About this task.
Restate the lines of the material below word for word, from the first through the one containing "iridescent bubble | locate", and include nothing else; pictures stay out.
# # # # #
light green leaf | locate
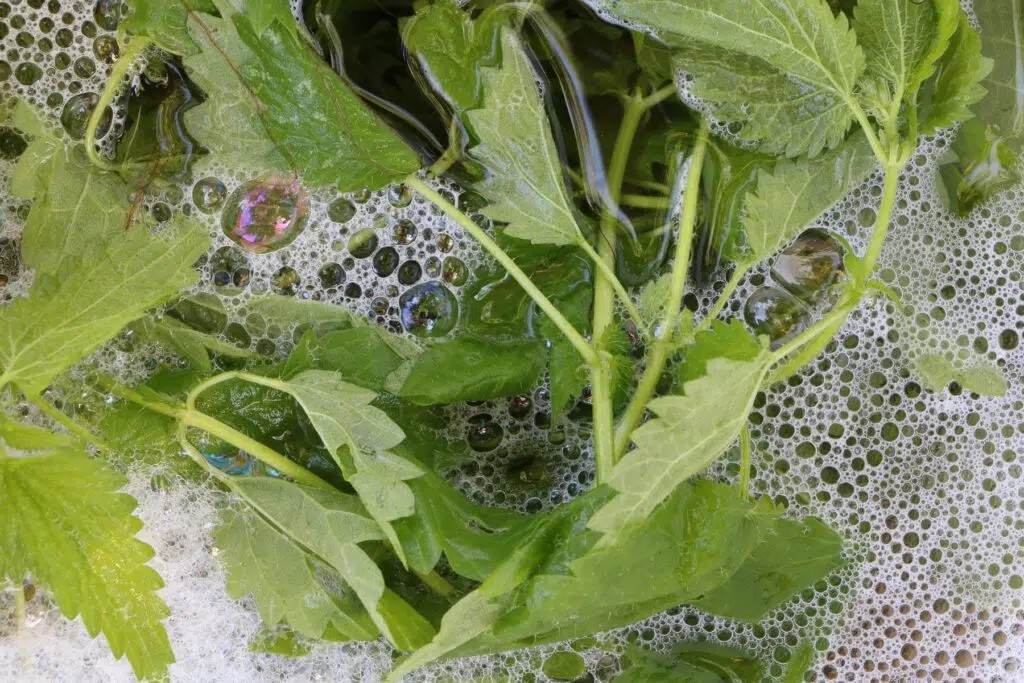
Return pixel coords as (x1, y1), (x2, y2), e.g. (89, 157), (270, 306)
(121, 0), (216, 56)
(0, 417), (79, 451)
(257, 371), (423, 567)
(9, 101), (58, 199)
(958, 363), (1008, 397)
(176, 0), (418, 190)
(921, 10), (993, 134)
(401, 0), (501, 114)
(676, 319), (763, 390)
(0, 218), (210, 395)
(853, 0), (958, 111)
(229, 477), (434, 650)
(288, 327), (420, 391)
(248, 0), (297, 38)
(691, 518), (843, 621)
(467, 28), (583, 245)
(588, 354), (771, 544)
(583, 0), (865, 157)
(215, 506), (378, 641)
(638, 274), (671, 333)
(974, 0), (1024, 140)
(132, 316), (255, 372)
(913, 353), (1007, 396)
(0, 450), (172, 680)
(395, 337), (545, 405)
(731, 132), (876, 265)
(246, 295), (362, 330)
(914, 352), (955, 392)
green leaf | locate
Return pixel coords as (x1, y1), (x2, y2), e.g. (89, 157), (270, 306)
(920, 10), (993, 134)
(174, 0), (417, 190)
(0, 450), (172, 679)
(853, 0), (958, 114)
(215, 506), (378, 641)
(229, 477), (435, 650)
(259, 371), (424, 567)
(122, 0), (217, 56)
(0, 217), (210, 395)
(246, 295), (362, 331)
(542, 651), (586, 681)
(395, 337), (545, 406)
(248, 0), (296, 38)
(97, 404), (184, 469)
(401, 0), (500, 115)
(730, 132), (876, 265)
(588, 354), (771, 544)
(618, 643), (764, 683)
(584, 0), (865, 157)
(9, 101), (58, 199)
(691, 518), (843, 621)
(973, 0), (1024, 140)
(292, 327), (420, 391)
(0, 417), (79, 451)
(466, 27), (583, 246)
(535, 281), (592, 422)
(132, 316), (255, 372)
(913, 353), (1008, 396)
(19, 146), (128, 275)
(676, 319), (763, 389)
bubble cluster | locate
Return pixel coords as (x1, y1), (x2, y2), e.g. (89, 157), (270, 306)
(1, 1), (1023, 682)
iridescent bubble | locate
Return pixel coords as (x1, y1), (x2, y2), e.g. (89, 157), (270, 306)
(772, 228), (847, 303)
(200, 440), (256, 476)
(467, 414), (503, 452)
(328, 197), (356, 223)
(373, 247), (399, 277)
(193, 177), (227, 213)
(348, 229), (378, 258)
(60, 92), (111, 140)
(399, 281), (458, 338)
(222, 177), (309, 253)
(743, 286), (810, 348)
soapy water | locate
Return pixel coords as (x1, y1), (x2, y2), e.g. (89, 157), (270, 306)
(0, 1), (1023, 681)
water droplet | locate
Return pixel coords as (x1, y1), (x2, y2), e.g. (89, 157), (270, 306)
# # # # #
Your solution.
light green leaf | locate
Return pixel coords as (x1, y1), (x2, y2), e.g. (89, 157), (270, 306)
(121, 0), (216, 56)
(0, 417), (79, 451)
(257, 371), (423, 567)
(9, 101), (58, 199)
(958, 363), (1008, 397)
(176, 0), (418, 190)
(921, 10), (993, 134)
(401, 0), (501, 114)
(676, 319), (763, 390)
(0, 218), (210, 395)
(853, 0), (958, 111)
(229, 477), (434, 650)
(288, 327), (420, 391)
(248, 0), (297, 38)
(691, 518), (843, 621)
(467, 28), (583, 245)
(588, 354), (771, 544)
(583, 0), (865, 157)
(215, 506), (378, 641)
(638, 274), (671, 333)
(974, 0), (1024, 140)
(132, 316), (255, 372)
(913, 353), (1007, 396)
(0, 450), (172, 680)
(395, 337), (545, 405)
(731, 132), (876, 265)
(246, 295), (362, 330)
(914, 352), (955, 392)
green leaf | locate
Return pixel coords as (x1, y1), (x2, y2), e.g. (89, 157), (270, 306)
(920, 10), (993, 134)
(174, 0), (417, 190)
(0, 450), (172, 679)
(853, 0), (958, 114)
(215, 506), (378, 641)
(229, 477), (435, 650)
(259, 371), (424, 567)
(122, 0), (217, 56)
(0, 217), (210, 395)
(246, 295), (362, 331)
(542, 651), (586, 681)
(395, 337), (545, 406)
(248, 0), (296, 38)
(97, 404), (184, 469)
(401, 0), (500, 115)
(730, 132), (876, 265)
(588, 354), (771, 544)
(618, 643), (764, 683)
(584, 0), (865, 157)
(9, 101), (58, 199)
(691, 518), (843, 621)
(973, 0), (1024, 140)
(292, 327), (420, 391)
(0, 417), (79, 451)
(466, 27), (583, 246)
(535, 281), (592, 422)
(132, 316), (255, 372)
(913, 353), (1008, 396)
(19, 146), (128, 275)
(676, 319), (763, 389)
bubble cluster | locate
Return pixel coords as (x1, y1), (x2, y2), e.g. (89, 157), (270, 306)
(1, 1), (1023, 682)
iridescent bubble | locate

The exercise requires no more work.